- Exercise aim -
Please print each entry below exactly as it reads.

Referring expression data

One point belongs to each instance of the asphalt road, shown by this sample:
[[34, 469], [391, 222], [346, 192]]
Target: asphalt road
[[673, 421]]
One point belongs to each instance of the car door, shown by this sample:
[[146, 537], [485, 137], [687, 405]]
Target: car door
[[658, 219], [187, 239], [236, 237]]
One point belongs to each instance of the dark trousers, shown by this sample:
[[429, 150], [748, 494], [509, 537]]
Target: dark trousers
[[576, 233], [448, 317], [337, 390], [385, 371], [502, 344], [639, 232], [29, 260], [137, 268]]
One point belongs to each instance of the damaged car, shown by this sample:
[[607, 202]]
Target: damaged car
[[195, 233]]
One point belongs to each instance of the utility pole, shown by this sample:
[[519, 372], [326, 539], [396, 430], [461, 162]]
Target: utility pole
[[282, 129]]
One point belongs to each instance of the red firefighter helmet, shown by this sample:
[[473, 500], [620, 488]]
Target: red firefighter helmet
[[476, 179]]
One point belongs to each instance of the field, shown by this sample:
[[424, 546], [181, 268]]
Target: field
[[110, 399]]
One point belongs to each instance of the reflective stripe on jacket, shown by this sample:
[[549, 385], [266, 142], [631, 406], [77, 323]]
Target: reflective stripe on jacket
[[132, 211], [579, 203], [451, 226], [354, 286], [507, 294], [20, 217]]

- Response for this exercise -
One point belongs to each instance of the asphalt road, shown by this sample:
[[34, 469], [391, 222], [346, 192]]
Target: asphalt road
[[673, 421]]
One point belongs to each instance of the car door, shown by this sample:
[[146, 537], [485, 137], [687, 405]]
Target: car door
[[658, 219], [187, 239], [236, 237]]
One point belongs to each instance of the dark trousers, shown by this sample:
[[429, 150], [748, 494], [509, 537]]
Target: dark trousers
[[576, 233], [448, 317], [337, 390], [385, 371], [502, 344], [639, 232], [29, 260], [137, 268]]
One point belongs to each instance of the damaged car, shown by this sample:
[[607, 202]]
Target: damaged car
[[195, 233]]
One point belongs to each instance of the utility pole, shown by this sample:
[[519, 372], [326, 539], [396, 430], [461, 162]]
Target: utility pole
[[282, 129]]
One point belongs to each instance of the red firefighter helmet, shown by this sample:
[[473, 500], [620, 488]]
Target: red firefighter helmet
[[476, 179]]
One point belongs to each instance of the field, shown by this sample:
[[424, 546], [181, 268]]
Target: field
[[110, 399]]
One point belongs to each instance of the reflective stripe on jacket, shown by this sample:
[[549, 385], [266, 142], [631, 406], [77, 323]]
Target: reflective stripe on jacket
[[132, 211], [579, 203], [451, 226], [354, 286], [507, 294], [20, 217]]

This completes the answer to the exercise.